>> start INFORMATION PROVIDED

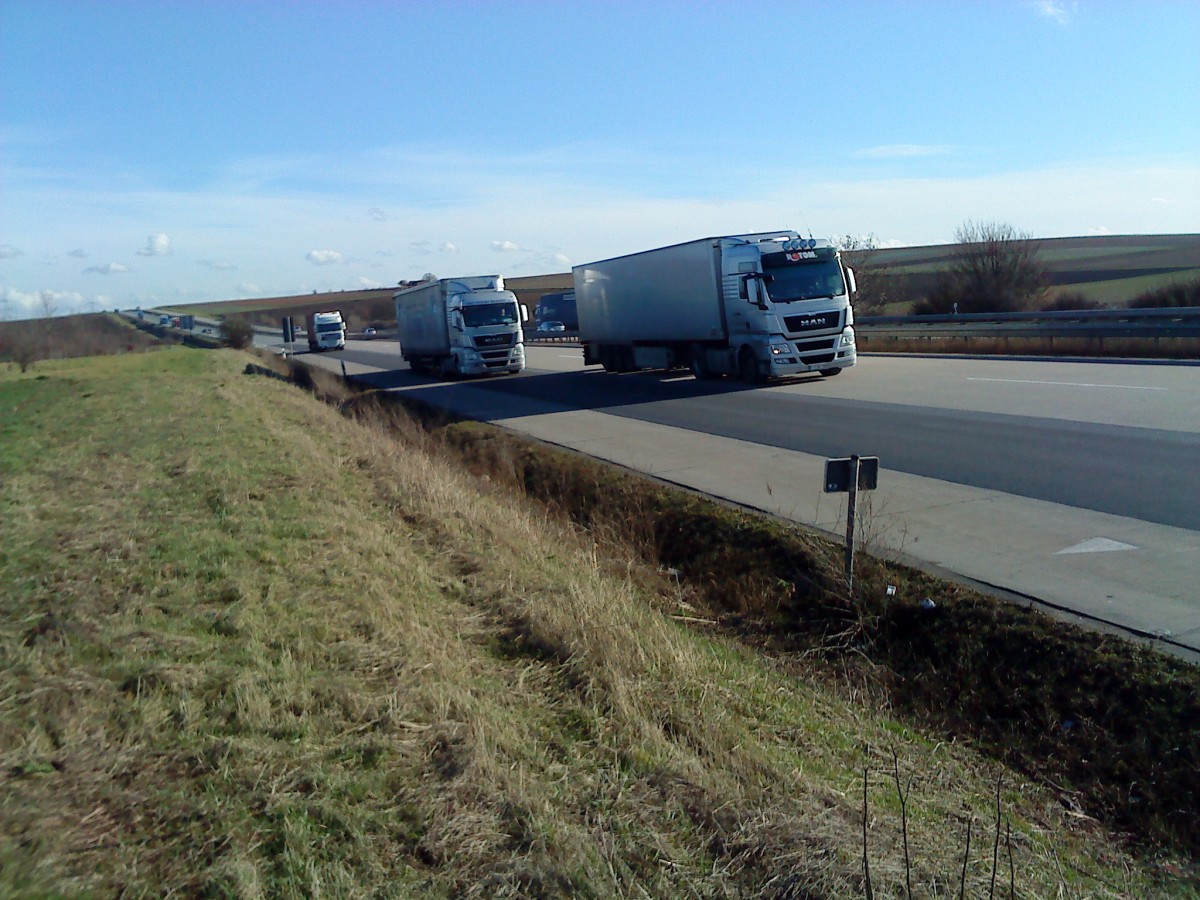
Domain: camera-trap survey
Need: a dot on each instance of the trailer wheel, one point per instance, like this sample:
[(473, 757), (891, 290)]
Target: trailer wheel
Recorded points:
[(748, 366), (607, 359)]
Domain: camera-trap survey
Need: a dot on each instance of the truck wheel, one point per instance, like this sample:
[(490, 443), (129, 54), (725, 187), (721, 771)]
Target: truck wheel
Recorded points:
[(748, 366)]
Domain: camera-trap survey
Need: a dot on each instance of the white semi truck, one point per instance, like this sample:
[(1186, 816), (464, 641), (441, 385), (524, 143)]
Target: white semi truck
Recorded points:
[(327, 330), (755, 306), (461, 327)]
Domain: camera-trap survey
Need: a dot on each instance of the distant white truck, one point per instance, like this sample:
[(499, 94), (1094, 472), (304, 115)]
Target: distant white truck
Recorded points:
[(461, 327), (327, 330), (755, 306)]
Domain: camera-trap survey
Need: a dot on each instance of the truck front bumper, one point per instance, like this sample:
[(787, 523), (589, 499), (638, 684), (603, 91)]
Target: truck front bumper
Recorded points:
[(813, 354)]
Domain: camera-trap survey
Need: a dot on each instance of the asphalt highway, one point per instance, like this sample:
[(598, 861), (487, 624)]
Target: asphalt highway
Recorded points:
[(1145, 473)]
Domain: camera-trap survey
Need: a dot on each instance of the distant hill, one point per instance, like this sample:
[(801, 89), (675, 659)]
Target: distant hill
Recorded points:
[(1110, 270)]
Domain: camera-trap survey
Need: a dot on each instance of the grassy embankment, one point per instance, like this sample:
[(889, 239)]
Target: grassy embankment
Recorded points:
[(252, 646)]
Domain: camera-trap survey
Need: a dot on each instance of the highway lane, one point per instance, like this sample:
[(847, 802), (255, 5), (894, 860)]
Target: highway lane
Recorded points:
[(1133, 574), (1056, 455)]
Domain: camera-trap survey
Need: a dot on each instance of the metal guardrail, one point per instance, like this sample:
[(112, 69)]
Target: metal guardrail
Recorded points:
[(1179, 322)]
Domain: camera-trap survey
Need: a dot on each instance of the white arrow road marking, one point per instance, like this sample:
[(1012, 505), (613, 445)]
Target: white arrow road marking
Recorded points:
[(1096, 545)]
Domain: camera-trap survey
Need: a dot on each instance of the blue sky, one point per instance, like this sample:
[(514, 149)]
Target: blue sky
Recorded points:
[(186, 150)]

>> end INFORMATION PROVIDED

* **WORK TO BE COMPLETED**
Rewrite the records starting at the beginning and ending at the line that contains "[(252, 646)]", putting "roadside monitoring survey" wherever "camera-trap survey" occurs and leaving everything else unchanged. Omit the pictures from your answer.

* **THE OUTPUT**
Domain: roadside monitoring survey
Need: a dot on each instance of the trailer wheel, one point per instance, like this sample:
[(473, 757), (891, 290)]
Target: trailer wheel
Recorded points:
[(748, 366), (607, 359)]
Domain: roadside monitoring survey
Need: a dot on each instance of the truck wheel, one point per instance, like this sample:
[(490, 443), (129, 54), (725, 187), (721, 771)]
Target: truck wheel
Recorded points:
[(748, 366)]
Domain: roadside monitoring survey
Need: a dot on each instance of the white semi truck, one point per instance, like this sample:
[(1186, 816), (464, 641), (441, 385), (524, 143)]
Target: white semi truck
Recorded points:
[(327, 330), (755, 306), (461, 327)]
Domain: roadside monitoring survey
Need: a dot on each instance of the distant white truck, one point per instance, like this sample:
[(499, 94), (1094, 472), (304, 115)]
Target: distant white truck
Recorded points:
[(461, 327), (327, 330), (755, 306)]
Domain: roadside monitoring survey
Need: a dot on each instance of the truck front bumper, one point per instance, like this sample:
[(787, 523), (589, 499), (638, 684), (603, 91)]
Target: truck front bumper
Recorded points:
[(813, 354)]
Domain: roadside monitoring survey
Need: a dot on each instance of the asphalt highway, one point per instance, like this sample:
[(598, 861), (487, 624)]
Target: asphalt highway
Recorded points:
[(1145, 473)]
Domain: roadside monitoring survey
Need: a dot on each instance of the distant hill, one point per instance, like this sample:
[(801, 89), (675, 659)]
Target: distant hill
Recorded points:
[(1110, 270)]
Domain: roadside monitoring survey
Need: a dot on each instance of the grassy embankment, one point per instance, like this sample:
[(889, 239)]
Target: grassy embankment
Recorded points:
[(252, 646)]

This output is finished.